DOCUMENT EXCERPT:
---+---

The characters we care about are always a single code unit.
I'd rather implementers not have to do fancy transcoding here.
> Do we expect implementations to accept text_encoding("csIBBM904") and
> > interpret it as "IBM904"?
> >
> >
> > Yes, that has been discussed with Hubert, renaming aliases would defeat
> the purposes of aliases
>
> Fine.
>
> >
> > The postcondition for "text_encoding(id mib)" seems to imply that a
> > name lookup must be done here. I thought we didn't want that.
> >
> >
> > No, we added the is_ templates functions to avoid the lookup
>
> For the environment, agreed.
> For the literals, it's consteval, which should cover that.
>
> Do we have implementation experience that we can avoid the string
> table in the executable if call literal() ?
Yes !
> Jens
>
> On 23/09/2021 11.48, Corentin Jabot wrote:
> > Thank you for your feedback Jens,
> > https://isocpp.org/files/papers/D1885R8.pdf <
> https://isocpp.org/files/papers/D1885R8.pdf>
>
> More comments:
>
> A note in the paper says:
>
> [ Note: The name and value of each enumerator in the text_encoding::id
> enum is identical to
> those specified in [rfc3808] except for the following modifications:
> • the ”cs” prefix is removed from each name
> • csUnicode is renamed text_encoding::id::UCS2
> • csIBBM904 is renamed text_encoding::id::IBM904 ]
>
> If we have a note referring to RFC 3808, that needs to be in bibliography.
>
You are right, I'll update that reference, it should be iana now
>
> I think what confuses me here big time is the following:
>
> - the primary name and the aliases are taking from the IANA table
>
> - the enumerator names are taken from RFC 3808, which is
> meanwhile obsoleted by the progress in the IANA table.

---+---

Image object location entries

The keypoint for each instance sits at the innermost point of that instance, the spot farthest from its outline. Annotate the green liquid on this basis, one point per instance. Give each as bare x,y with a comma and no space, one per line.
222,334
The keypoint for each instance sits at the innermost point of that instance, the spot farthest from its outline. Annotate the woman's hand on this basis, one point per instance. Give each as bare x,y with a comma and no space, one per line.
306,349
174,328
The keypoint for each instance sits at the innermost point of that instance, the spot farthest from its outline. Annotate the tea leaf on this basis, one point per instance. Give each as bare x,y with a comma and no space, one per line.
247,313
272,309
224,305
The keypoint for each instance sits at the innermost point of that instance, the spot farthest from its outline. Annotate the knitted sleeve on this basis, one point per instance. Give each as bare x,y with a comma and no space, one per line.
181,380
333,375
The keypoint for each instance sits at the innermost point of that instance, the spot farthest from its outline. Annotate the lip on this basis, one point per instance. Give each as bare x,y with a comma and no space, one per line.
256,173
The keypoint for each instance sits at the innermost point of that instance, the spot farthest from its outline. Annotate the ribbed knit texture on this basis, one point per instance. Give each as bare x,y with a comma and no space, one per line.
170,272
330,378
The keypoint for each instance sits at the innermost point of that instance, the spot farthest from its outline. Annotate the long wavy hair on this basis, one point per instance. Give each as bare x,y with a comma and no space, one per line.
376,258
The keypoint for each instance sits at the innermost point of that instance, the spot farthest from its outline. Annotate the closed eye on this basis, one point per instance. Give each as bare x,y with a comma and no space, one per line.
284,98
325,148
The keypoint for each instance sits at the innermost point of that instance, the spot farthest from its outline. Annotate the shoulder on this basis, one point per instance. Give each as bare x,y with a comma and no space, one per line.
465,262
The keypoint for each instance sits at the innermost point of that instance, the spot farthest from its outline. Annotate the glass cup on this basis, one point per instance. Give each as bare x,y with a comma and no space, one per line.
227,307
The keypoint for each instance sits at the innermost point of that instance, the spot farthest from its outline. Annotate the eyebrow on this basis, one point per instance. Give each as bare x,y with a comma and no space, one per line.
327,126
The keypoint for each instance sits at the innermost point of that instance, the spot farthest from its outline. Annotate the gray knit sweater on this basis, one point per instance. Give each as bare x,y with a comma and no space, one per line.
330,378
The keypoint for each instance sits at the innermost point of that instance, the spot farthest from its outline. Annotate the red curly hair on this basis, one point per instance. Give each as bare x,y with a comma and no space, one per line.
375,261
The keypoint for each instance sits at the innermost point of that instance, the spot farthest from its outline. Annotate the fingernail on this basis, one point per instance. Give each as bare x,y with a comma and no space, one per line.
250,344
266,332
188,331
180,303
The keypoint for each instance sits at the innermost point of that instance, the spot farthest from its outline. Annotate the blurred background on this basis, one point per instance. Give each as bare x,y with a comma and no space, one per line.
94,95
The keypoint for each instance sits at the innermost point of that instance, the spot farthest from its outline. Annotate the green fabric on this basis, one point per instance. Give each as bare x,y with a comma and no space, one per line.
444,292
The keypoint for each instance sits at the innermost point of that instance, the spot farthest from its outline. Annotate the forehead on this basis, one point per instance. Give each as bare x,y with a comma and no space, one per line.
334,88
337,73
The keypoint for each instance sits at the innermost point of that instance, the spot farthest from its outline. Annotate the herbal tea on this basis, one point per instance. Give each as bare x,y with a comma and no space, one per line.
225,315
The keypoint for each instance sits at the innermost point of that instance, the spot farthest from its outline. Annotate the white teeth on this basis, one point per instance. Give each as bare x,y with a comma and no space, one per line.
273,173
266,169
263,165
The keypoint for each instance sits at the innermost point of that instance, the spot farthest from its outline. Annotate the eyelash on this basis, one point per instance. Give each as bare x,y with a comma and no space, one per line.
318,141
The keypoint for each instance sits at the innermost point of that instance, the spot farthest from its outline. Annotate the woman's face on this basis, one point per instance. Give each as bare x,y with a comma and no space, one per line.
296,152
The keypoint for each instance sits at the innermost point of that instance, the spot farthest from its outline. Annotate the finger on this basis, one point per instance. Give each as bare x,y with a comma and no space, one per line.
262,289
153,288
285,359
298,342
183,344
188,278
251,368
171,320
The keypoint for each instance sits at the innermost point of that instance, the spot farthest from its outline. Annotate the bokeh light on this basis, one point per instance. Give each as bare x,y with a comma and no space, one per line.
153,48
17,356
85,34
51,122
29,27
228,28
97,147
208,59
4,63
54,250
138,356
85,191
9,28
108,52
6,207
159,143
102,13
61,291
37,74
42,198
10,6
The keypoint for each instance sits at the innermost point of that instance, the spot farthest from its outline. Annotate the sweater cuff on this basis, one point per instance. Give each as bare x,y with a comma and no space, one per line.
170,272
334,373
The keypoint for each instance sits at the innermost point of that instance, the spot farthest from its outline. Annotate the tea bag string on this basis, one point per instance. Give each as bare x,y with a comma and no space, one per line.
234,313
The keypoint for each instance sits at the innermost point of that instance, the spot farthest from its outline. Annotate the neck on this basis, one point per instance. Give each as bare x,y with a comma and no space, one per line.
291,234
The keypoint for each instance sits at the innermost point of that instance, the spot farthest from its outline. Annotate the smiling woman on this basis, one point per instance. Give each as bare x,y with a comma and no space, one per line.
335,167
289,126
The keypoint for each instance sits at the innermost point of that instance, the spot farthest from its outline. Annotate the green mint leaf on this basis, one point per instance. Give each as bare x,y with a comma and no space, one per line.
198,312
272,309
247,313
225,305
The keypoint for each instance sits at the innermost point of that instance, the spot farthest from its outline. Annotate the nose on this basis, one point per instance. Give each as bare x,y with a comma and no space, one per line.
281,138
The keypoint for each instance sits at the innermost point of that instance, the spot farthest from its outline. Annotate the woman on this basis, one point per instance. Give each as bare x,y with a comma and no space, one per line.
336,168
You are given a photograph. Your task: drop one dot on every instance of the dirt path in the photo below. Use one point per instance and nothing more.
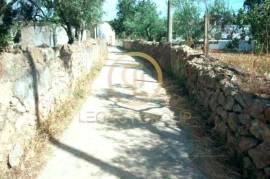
(123, 131)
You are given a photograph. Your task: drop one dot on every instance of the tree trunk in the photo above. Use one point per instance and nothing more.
(170, 23)
(77, 34)
(206, 29)
(70, 34)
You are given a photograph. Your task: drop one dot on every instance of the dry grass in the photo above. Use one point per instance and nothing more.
(248, 62)
(208, 154)
(257, 69)
(38, 148)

---+---

WORK TO COMPLETE:
- 1) Return the part of the text_encoding email thread that opens with the words containing "The characters we" and closes with "didn't want that.".
- 2) Please write the next part of the text_encoding email thread, picking up after its last line.
These entries have no connection to the text_encoding email thread.

RESPONSE LIST:
- 1)
The characters we care about are always a single code unit.
I'd rather implementers not have to do fancy transcoding here.
> Do we expect implementations to accept text_encoding("csIBBM904") and
> > interpret it as "IBM904"?
> >
> >
> > Yes, that has been discussed with Hubert, renaming aliases would defeat
> the purposes of aliases
>
> Fine.
>
> >
> > The postcondition for "text_encoding(id mib)" seems to imply that a
> > name lookup must be done here. I thought we didn't want that.

- 2)
> In particular, CP50220 doesn't exist in RFC 3808, so what's
> the rationale for having it (under this name) in the enumerators?
>
> Shouldn't we just use the IANA table as the source
> of the enumerators, considering this sentence from RFC 3808:
> "Enum names are derived from the IANA Charset Registry 'Alias'
> fields that begin with 'cs' (for character set)."
>
> Suggestion for the note:
>
> "[ Note: The name and value of each enumerator in the text_encoding::id
> enum is identical to
> those specified in [rfc3808] except for the following modifications:"
>
> ->
>
> "[ Note: The name of each enumerator of the enumeration text_encoding::id
> is derived from the alias of each primary name that begins with "cs",
> as follows:"
>
>
Agreed
>
> I'm not seeing rationale in the prose section of the paper why
> NATS-DANO and NATS-DANO-ADD are excluded from the ids, if everything
> else is.
>
I'll add some prose
>
>
> Typo: "in the the"
>
>
> "[ Note: This comparison is identical to the ”Charset Alias Matching”
> algorithm described in the
> Unicode Technical Standard 22. — end note ]"
>
> Please add an entry in the bibliography for that Technical Standard 22.
>
Done
>
>
> "followed by one or more element"
>
> plural "elements"
>
>
>
> > I hope the addition of "recommended practice" sections will resolve the
> questions both Hubert and you still have.
> >
> >
> > On Thu, Sep 23, 2021 at 8:16 AM Jens Maurer via SG16 <
> sg16_at_[hidden] <mailto:sg16_at_[hidden]>> wrote:
>
> >
> > > Also, (this is new information to me and I expect to most people
> as well) the paper's prose points to GCC's -fwide-exec-charset option,
> which really only works if the option specifies a correctly-sized wide
> encoding that iconv recognizes.
> > >
> > > Observe:
> > > $ gcc -fwide-exec-charset=ISO8859-1 -fsyntax-only -xc++
> -<<<$'extern char x[L\'0\'], x[0x30];'
> > > <stdin>:1:28: error: conflicting declaration 'char x [48]'
> > > <stdin>:1:13: note: previous declaration as 'char x [805306368]'
> > >
> > > So, insofar as the example in the prose is concerned, there would
> need to be an iconv name for the appropriately-sized wide EBCDIC encoding.
> >
> > I am confused.
> >
> > The prose text says:
> >
> > "Note: Because they have different code units sizes, narrow and wide
> strings have
> > different encodings."
> >
> > I'd thus expect different enum ids for wide and narrow strings in
> the list,
> > but the use of
> >
> > g++ -fwide-exec-charset=EBCDIC-US
> > [...]
> > Wide Literal Encoding: EBCDIC-US (iana mib: 2078)
> >
> > in the example is contrary to that statement, assuming that
> > EBCDIC-US is generally an 8-bit encoding, not a wide encoding.
> >
> >
> > Yes, this example, while conforming would not be a recommended practice,
> > I did modify it.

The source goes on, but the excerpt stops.